**Exercise aim:** Count how many lines in the items below contain the word "door", and reply with that number alone.

**Dataset records:**
* * * * *

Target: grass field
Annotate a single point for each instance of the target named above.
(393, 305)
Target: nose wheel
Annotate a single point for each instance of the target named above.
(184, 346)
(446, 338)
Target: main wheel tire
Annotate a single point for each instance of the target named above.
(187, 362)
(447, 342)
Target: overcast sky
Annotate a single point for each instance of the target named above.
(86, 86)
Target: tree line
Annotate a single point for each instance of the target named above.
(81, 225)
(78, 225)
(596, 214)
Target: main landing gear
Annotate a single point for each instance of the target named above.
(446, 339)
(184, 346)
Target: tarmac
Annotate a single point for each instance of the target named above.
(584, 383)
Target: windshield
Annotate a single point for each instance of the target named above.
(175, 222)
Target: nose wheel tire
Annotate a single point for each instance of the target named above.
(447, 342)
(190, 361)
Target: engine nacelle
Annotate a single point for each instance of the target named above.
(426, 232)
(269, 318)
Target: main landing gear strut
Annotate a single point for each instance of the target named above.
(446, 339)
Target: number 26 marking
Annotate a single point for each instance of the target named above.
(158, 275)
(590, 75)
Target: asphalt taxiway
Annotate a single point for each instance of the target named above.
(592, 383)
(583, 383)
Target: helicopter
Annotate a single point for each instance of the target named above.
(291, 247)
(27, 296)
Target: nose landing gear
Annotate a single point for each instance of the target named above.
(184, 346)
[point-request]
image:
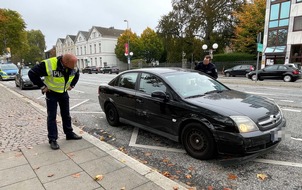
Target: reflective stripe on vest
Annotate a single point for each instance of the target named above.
(55, 80)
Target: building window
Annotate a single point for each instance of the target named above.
(279, 14)
(298, 23)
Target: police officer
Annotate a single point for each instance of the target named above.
(207, 67)
(60, 74)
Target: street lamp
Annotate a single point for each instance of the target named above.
(214, 47)
(128, 53)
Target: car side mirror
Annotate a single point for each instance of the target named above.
(160, 94)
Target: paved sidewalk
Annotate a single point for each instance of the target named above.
(27, 162)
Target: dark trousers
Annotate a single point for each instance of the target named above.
(52, 101)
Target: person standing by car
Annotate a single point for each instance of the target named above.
(207, 67)
(60, 74)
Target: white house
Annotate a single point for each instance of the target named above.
(93, 48)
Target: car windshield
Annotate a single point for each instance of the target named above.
(194, 84)
(24, 71)
(8, 66)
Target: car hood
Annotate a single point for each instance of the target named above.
(9, 71)
(233, 102)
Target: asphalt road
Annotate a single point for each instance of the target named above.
(279, 169)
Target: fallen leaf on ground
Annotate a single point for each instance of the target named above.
(262, 176)
(232, 176)
(77, 175)
(188, 176)
(98, 177)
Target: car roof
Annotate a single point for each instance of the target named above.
(163, 70)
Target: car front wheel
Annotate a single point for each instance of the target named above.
(287, 78)
(112, 115)
(198, 141)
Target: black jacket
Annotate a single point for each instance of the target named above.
(209, 69)
(39, 70)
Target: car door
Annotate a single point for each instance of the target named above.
(154, 113)
(269, 72)
(124, 95)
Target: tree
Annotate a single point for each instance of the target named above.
(135, 46)
(251, 21)
(152, 45)
(12, 32)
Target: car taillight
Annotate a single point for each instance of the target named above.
(295, 72)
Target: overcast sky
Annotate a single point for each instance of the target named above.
(58, 18)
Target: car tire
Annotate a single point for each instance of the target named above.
(112, 115)
(198, 141)
(21, 85)
(254, 77)
(287, 78)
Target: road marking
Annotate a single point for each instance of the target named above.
(275, 162)
(79, 104)
(133, 143)
(286, 101)
(297, 139)
(86, 112)
(285, 109)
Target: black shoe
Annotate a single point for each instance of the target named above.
(54, 145)
(73, 136)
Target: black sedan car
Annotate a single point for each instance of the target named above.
(22, 80)
(238, 70)
(187, 106)
(90, 70)
(277, 71)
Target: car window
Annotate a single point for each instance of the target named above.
(281, 67)
(193, 84)
(128, 80)
(270, 68)
(150, 83)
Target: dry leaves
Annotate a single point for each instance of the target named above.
(77, 175)
(232, 176)
(262, 176)
(98, 177)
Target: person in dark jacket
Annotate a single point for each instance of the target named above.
(206, 66)
(60, 75)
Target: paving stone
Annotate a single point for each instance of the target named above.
(84, 181)
(85, 155)
(57, 170)
(31, 184)
(123, 178)
(15, 175)
(12, 159)
(101, 166)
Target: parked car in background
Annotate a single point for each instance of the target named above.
(110, 70)
(238, 70)
(277, 71)
(189, 107)
(22, 80)
(8, 71)
(90, 70)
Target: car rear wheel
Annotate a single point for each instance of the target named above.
(287, 78)
(198, 141)
(112, 115)
(254, 77)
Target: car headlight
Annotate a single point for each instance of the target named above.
(244, 124)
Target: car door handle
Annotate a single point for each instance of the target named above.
(139, 101)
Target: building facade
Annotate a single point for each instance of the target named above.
(95, 47)
(282, 39)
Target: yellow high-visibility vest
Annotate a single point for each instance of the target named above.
(55, 80)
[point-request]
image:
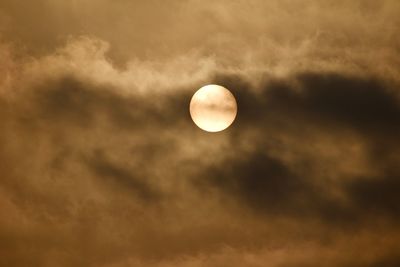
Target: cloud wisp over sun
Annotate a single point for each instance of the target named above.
(102, 165)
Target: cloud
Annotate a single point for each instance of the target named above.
(101, 165)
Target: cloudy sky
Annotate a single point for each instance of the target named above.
(102, 166)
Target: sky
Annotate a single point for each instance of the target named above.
(101, 164)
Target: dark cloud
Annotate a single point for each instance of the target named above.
(101, 165)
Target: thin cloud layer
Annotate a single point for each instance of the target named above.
(101, 165)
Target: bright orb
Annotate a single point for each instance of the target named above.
(213, 108)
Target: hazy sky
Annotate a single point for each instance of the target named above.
(101, 164)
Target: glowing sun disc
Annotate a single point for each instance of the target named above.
(213, 108)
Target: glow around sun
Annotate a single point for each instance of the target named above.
(213, 108)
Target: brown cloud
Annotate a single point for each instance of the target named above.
(100, 164)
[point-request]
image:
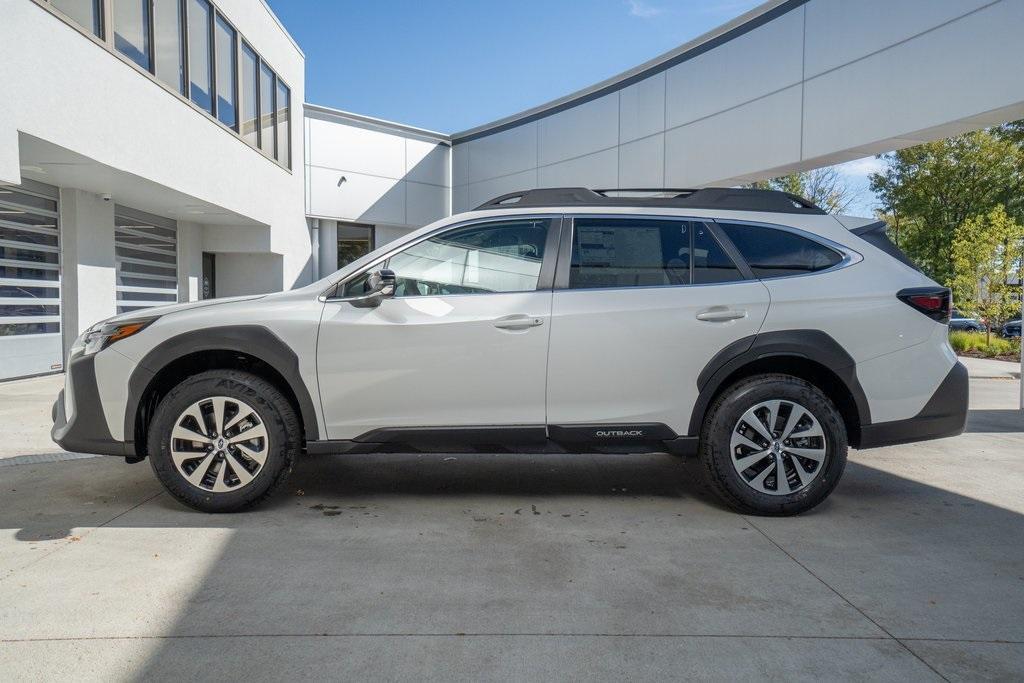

* * * * *

**Exercise answer:** 2